Extracted text —
The grid penalties should just be carried over to the next race if they can't all be served.

bored of PMs racism towards Hamilton now
 
The grid penalties should just be carried over to the next race if they can't all be served.
That was the system last year, and it was a problem because it was confusing. Say you qualified fourteenth and took a ten-place penalty for a component change; you got demoted to twentieth for the race, then got an extra four-place penalty at the next race because you couldn't take the full ten places at once. Things got even more confusing when the FIA started issuing drive-through penalties for further changes.

My system keep the spirit of that rule, but simplifies it either one of two ways:

1) Once they exceed their season allocation, teams are limited to a single power unit change per Grand Prix unless they have a failure in the brand-new component(s), which they would then need to prove to the FIA that it was a genuine failure. This would stop teams from building up a stockpile of components - the way Mercedes have - while taking a comparatively soft penalty, and promote the philosophy of building engine parts that last.

2) Once they exceed their season allocation, teams are free to make as many changes as they wish, but each new component brings with it a penalty at subsequent races. Hamilton took a fifteen place penalty in FP1, another fifteen in FP2, and has just been confirmed as taking a further twenty-five places. Since he obviously cannot take a fifty-five place penalty in Belgium, he should take fifteen in Belgium, fifteen in Italy, and twenty-five in Singapore/Malaysia (whichever one comes first).

bored of PMs racism towards Hamilton now
The reasons for my dislike of Hamilton are well-documented, and have nothing to do with his race. You're welcome to double-check all of my comments on the subject if you wish.

I would be making my comments about the penalty system regardless of who was taking the penalties. I think Mercedes are exploiting a loophole that enables them to take a twenty-one place penalty for something that should cost them fifty-five places.
 
Anyone remember all the complaining at Belgium last year when Button and Alonso got a total of 105 grid place penalties?

Speaking of Alonso, he's got a 35 grid place penalty for Spa, for using a sixth complete set of six engine components, the massive cheat.

Required work —
(a) In the forum thread on grid penalties, how many grid places is Alonso penalized at Spa?
(b) Continue the forum thread on grid penalties, starting right after its last sentence.
The items that follow come from a different source than the forum thread above.

Recorded information —
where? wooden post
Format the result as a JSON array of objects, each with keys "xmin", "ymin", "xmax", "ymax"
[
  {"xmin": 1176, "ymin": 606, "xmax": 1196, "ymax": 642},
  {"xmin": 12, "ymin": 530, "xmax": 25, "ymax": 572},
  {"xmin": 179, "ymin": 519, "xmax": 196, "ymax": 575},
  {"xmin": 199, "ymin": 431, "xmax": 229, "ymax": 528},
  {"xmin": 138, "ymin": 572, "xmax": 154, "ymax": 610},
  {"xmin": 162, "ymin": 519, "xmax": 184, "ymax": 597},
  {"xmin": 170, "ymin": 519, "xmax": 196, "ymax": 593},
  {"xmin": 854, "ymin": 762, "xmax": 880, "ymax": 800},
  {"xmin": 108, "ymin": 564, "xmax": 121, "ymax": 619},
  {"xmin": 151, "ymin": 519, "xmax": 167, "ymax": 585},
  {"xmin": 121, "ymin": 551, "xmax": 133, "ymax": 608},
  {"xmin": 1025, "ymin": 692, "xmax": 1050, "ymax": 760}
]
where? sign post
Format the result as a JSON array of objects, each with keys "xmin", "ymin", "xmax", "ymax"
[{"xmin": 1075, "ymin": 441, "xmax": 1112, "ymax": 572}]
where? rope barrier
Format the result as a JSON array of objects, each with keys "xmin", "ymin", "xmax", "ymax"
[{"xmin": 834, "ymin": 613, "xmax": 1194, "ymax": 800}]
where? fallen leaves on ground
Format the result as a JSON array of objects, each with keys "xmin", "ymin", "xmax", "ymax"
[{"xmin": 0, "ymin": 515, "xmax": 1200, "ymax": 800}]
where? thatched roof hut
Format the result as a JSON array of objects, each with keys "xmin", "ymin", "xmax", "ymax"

Final answers —
(a) Alonso is penalized 35 grid places at Spa.

(b)
 
What is the point giving the driver a grid penalty for something that isn't his fault? The whole engine restriction rule is fundamentally rubbish.

Because it's a team sport. These penalties apply to the car they're driving, not the driver themselves.

In an ideal world there would be no engine restrictions but without them the gulf between the top spenders and the lesser spending is only going to get bigger. We need cost restrictions in there somewhere.
 
Anyone remember all the complaining at Belgium last year when Button and Alonso got a total of 105 grid place penalties?
Which is what my system is trying to avoid. You get one additional component change per Grand Prix. If you need more than one, you've got bigger problems than a grid penalty.

Speaking of Alonso, he's got a 35 grid place penalty for Spa, for using a sixth complete set of six engine components, the massive cheat.
Under my system, that would be fine because he made all those changes at once. If he went and took a second power unit for the sake of building a stockpile, then he'd be in trouble.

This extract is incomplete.